Dataset entries below:

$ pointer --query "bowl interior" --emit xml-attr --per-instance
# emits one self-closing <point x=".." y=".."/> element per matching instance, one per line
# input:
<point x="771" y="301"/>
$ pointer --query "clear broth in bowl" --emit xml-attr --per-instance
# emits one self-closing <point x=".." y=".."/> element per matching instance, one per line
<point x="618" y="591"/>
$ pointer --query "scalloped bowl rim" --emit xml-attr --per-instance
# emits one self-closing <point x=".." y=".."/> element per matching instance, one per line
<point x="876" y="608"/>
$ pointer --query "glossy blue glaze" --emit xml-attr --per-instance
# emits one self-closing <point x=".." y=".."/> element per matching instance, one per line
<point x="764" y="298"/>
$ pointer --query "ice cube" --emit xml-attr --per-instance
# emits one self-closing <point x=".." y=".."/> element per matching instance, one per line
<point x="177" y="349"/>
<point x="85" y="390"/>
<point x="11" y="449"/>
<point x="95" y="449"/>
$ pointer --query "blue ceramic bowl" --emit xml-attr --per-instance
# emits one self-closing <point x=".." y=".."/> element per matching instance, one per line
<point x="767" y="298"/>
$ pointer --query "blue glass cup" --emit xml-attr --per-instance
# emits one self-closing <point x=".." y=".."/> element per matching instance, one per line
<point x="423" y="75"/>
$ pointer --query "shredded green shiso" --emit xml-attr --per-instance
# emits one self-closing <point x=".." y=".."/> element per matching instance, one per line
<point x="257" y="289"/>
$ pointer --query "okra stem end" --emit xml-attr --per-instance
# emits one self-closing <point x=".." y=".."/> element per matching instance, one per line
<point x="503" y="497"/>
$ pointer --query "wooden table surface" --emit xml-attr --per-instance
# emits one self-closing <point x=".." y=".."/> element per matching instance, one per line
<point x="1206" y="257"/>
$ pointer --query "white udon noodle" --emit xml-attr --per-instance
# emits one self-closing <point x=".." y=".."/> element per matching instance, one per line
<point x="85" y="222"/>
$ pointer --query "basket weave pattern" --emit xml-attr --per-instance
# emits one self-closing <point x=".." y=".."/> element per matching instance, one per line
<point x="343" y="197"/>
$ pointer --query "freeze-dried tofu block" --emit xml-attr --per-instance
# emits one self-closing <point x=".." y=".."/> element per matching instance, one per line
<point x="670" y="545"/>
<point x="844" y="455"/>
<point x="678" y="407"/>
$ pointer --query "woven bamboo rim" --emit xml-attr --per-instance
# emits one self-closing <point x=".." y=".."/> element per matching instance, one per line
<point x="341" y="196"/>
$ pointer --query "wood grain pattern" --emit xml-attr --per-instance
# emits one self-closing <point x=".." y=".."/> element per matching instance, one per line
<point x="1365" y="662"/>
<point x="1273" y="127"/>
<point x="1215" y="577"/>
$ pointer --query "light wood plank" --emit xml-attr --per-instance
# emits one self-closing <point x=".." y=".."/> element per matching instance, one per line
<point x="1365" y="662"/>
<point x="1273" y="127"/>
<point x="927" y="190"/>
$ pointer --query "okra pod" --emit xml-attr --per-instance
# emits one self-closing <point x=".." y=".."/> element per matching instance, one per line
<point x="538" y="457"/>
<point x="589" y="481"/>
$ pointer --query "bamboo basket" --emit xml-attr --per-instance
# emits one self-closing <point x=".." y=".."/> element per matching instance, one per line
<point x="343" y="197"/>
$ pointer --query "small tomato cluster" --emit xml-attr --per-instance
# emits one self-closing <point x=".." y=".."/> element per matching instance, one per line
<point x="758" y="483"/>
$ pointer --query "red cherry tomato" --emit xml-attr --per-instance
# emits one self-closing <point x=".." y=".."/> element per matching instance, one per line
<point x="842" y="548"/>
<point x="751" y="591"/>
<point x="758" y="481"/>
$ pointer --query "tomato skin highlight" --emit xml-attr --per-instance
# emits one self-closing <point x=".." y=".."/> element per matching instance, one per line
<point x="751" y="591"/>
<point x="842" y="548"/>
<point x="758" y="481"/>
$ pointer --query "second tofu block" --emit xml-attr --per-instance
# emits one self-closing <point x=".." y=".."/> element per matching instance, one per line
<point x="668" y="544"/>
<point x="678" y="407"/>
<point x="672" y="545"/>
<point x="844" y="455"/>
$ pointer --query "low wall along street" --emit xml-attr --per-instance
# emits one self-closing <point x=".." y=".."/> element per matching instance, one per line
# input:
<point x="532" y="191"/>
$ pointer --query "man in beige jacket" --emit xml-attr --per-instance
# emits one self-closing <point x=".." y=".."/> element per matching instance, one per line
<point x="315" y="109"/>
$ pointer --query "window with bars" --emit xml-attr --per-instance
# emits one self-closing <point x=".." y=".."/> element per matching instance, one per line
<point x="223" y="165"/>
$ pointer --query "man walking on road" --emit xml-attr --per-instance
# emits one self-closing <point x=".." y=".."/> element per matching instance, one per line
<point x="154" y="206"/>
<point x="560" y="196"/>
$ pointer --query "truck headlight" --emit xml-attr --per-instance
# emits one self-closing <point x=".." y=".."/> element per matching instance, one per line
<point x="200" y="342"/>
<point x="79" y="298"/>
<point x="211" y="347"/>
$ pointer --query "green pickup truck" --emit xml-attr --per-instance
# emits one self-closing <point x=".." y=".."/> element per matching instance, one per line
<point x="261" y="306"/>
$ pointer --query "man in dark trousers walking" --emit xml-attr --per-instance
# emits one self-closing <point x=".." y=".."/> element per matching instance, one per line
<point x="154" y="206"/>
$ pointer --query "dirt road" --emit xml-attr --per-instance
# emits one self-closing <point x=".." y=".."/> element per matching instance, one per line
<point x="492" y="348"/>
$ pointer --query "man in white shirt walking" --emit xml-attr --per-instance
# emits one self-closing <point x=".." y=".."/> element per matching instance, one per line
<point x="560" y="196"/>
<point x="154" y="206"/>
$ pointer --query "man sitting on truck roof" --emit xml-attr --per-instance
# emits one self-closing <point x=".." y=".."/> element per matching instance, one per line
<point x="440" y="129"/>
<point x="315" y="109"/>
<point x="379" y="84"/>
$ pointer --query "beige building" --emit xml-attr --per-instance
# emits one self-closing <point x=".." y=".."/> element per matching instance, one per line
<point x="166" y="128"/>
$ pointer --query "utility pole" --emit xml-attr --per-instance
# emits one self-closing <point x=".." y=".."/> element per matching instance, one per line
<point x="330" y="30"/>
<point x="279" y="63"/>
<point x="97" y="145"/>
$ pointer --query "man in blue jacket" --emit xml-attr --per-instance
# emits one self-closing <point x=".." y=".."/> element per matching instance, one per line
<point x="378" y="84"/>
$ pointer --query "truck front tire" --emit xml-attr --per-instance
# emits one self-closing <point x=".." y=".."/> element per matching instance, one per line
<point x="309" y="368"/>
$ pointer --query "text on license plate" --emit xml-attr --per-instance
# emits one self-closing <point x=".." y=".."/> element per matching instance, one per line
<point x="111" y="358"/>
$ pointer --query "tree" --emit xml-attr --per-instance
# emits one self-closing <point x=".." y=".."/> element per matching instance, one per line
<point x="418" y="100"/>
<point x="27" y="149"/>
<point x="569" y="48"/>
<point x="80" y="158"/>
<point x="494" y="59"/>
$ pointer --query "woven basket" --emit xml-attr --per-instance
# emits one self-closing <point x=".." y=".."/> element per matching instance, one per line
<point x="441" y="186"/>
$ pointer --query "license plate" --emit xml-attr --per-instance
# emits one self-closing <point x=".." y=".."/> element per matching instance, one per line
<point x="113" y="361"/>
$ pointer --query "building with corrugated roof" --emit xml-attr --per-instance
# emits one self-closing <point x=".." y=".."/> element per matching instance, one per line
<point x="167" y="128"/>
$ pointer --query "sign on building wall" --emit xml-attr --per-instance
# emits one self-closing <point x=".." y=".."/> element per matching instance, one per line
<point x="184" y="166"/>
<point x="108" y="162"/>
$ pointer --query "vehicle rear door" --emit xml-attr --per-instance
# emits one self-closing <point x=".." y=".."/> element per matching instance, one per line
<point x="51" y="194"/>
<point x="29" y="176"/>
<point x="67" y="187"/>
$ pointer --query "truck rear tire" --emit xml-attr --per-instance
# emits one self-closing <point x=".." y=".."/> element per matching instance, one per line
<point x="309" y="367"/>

End of Dataset entries.

§ **Exercise objective**
Lines that hold the word "tomato" are the ones to copy from the entries above.

§ **Task solution**
$ pointer --query "small tomato cluster" --emit xml-attr --per-instance
$ pointer --query "red cherry tomato" --emit xml-attr --per-instance
$ pointer --query "tomato skin highlight" --emit xml-attr --per-instance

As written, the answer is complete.